= Task instructions =
Format all of the data below as a numbered list, one line per item, skipping blank lines. Leave the pictures out.

Outline records for image regions
↓↓↓

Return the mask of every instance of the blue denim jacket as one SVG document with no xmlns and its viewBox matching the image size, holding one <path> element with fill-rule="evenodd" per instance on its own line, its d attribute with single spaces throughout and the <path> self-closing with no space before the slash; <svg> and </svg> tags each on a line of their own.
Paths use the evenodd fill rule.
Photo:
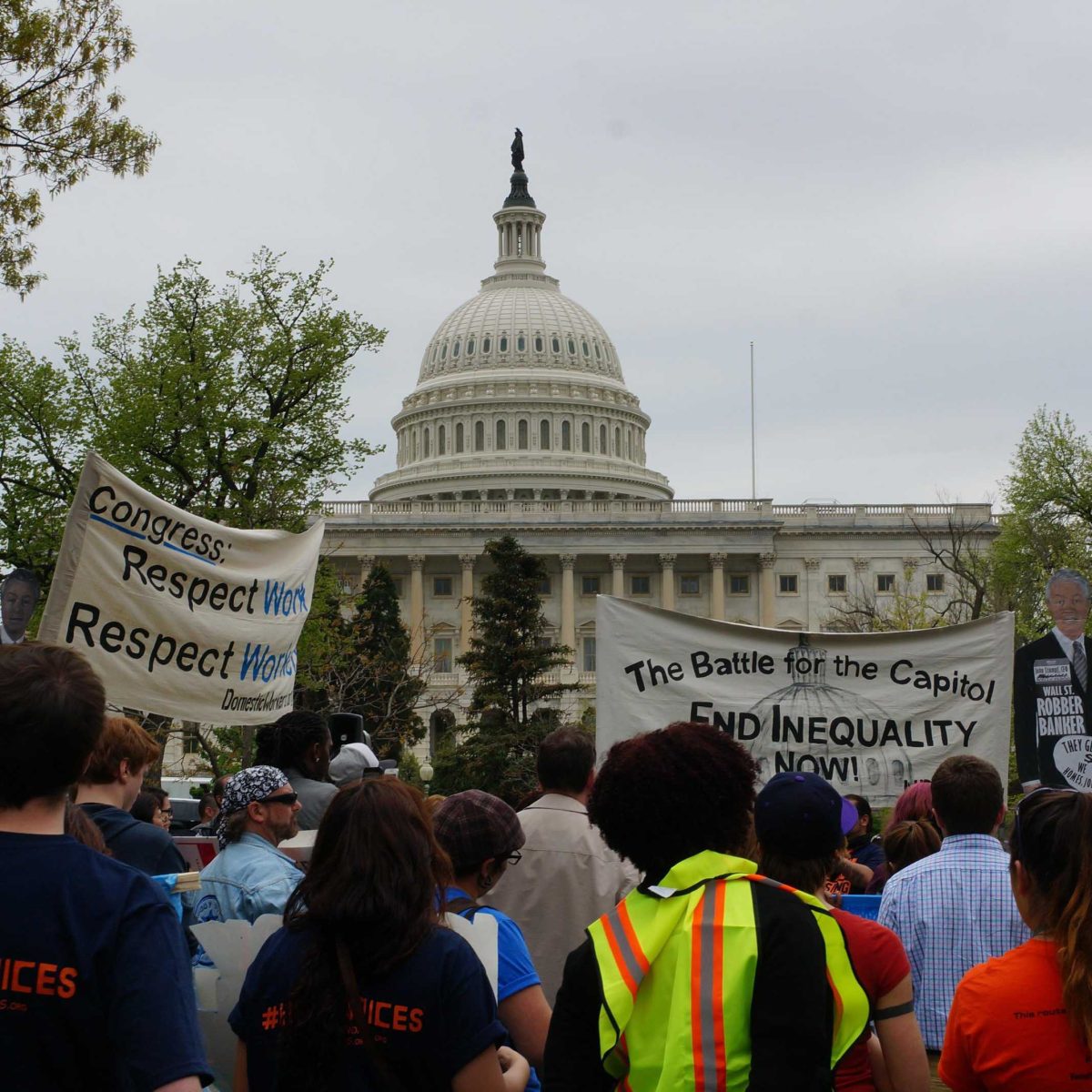
<svg viewBox="0 0 1092 1092">
<path fill-rule="evenodd" d="M 201 873 L 193 907 L 195 922 L 254 922 L 262 914 L 283 914 L 304 874 L 290 857 L 260 834 L 246 833 L 225 846 Z"/>
</svg>

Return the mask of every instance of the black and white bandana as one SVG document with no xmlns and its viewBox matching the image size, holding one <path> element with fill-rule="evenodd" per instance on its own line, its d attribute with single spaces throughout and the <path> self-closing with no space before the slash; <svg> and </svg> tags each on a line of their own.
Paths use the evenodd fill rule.
<svg viewBox="0 0 1092 1092">
<path fill-rule="evenodd" d="M 227 817 L 241 811 L 248 804 L 257 804 L 272 796 L 282 785 L 287 785 L 288 779 L 275 765 L 252 765 L 232 775 L 224 786 L 224 803 L 219 815 L 213 823 L 213 832 L 219 847 L 227 845 L 224 827 Z"/>
</svg>

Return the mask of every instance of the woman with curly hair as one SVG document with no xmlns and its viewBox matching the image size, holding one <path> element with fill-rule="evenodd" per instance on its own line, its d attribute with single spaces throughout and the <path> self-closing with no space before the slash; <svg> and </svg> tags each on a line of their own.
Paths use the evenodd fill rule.
<svg viewBox="0 0 1092 1092">
<path fill-rule="evenodd" d="M 229 1018 L 236 1092 L 522 1092 L 485 971 L 440 925 L 449 879 L 419 793 L 390 778 L 337 793 Z"/>
<path fill-rule="evenodd" d="M 1032 938 L 972 968 L 948 1016 L 954 1092 L 1068 1089 L 1092 1053 L 1092 796 L 1036 788 L 1017 806 L 1012 894 Z"/>
<path fill-rule="evenodd" d="M 828 910 L 741 856 L 755 779 L 709 724 L 610 748 L 589 818 L 644 879 L 569 956 L 546 1092 L 830 1088 L 868 1001 Z"/>
</svg>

↑↑↑

= Solved exercise =
1. Return the mask of every instance of the blue denim jacket as one SVG document with no xmlns and its viewBox matching the image size, holding one <path> element with fill-rule="evenodd" per instance on its own line, its d attribute with single spaces throughout and the <path> self-closing with no space before the slash; <svg> and </svg> tags each on a line of their own.
2. Paths use the evenodd fill rule.
3. Photo:
4. <svg viewBox="0 0 1092 1092">
5. <path fill-rule="evenodd" d="M 201 873 L 193 907 L 195 922 L 254 922 L 262 914 L 283 914 L 304 874 L 290 857 L 260 834 L 246 833 L 225 846 Z"/>
6. </svg>
7. Return the mask of every instance of the black and white bandana as one SVG document with no xmlns and its viewBox matching the image size, holding one <path> element with fill-rule="evenodd" per instance on its own line, its d attribute with single spaces throughout and the <path> self-closing with no space before the slash; <svg> and </svg> tags each on a line of their own.
8. Paths use the evenodd fill rule.
9. <svg viewBox="0 0 1092 1092">
10. <path fill-rule="evenodd" d="M 227 817 L 241 811 L 248 804 L 257 804 L 272 796 L 282 785 L 287 785 L 288 779 L 275 765 L 252 765 L 232 775 L 224 786 L 224 803 L 219 815 L 213 823 L 213 832 L 219 847 L 227 845 L 224 827 Z"/>
11. </svg>
12. Return the mask of every instance of the woman with curly hair as one SVG document with no xmlns and its viewBox matching the image size, holding one <path> element with fill-rule="evenodd" per instance on its own line, its d attribute with single spaces throughout and the <path> self-closing with no space before the slash; <svg> and </svg> tags each on a line of their own.
13. Paths use the evenodd fill rule.
14. <svg viewBox="0 0 1092 1092">
15. <path fill-rule="evenodd" d="M 229 1018 L 236 1092 L 522 1092 L 485 971 L 440 925 L 449 879 L 419 793 L 390 778 L 337 793 Z"/>
16. <path fill-rule="evenodd" d="M 1032 938 L 972 968 L 948 1016 L 954 1092 L 1068 1089 L 1092 1053 L 1092 796 L 1036 788 L 1017 806 L 1012 894 Z"/>
17. <path fill-rule="evenodd" d="M 828 910 L 741 856 L 755 779 L 709 724 L 610 748 L 589 818 L 644 879 L 569 956 L 546 1092 L 830 1088 L 868 1001 Z"/>
18. </svg>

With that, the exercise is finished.